Copy the material word for word, starting at the line that contains "QUESTION: Looking at the provided image, pinpoint the wooden" and ending after the line that contains "[0,886,731,1024]". Omit the picture from your copy.

RECORDS SHOWN:
##############################

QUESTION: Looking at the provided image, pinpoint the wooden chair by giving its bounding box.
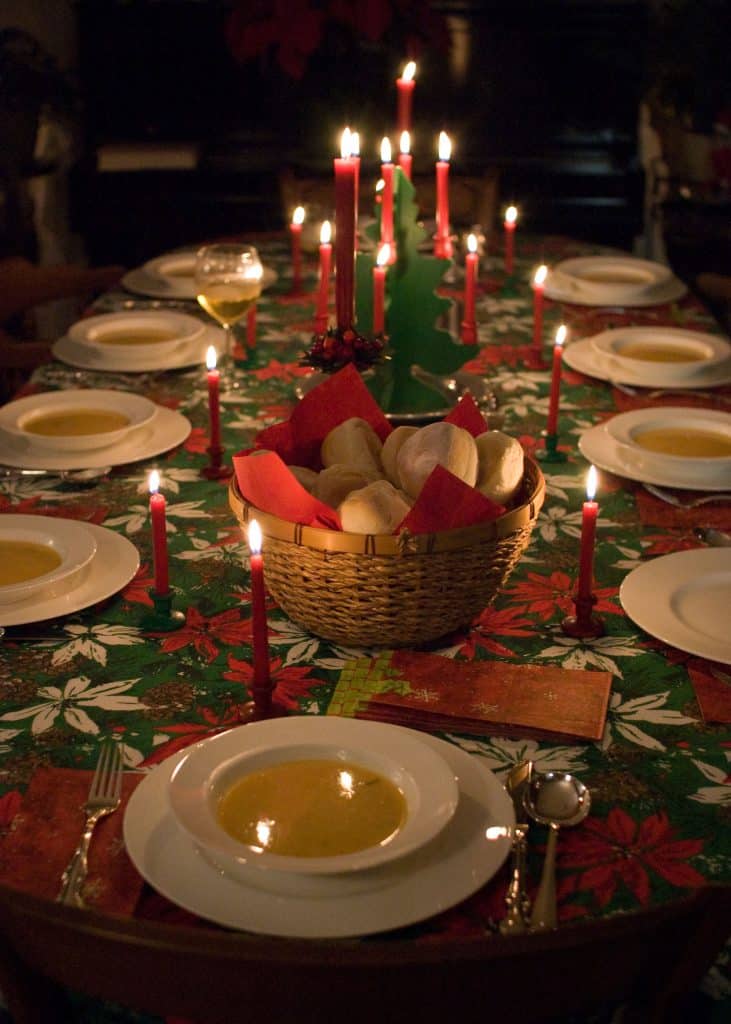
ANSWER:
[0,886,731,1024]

##############################

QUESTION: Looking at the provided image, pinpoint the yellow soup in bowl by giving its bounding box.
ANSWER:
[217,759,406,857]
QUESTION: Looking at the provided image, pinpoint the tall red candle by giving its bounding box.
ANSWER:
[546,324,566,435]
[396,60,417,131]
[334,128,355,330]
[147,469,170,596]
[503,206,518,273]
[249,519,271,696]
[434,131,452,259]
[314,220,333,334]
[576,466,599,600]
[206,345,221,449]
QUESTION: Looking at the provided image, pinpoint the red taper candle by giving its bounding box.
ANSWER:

##############################

RESPONSE TO THE EXERCISE:
QUESTION: Looking at the provided image, pinpoint the wooden chair by giving its bounding box.
ANSWER:
[0,886,731,1024]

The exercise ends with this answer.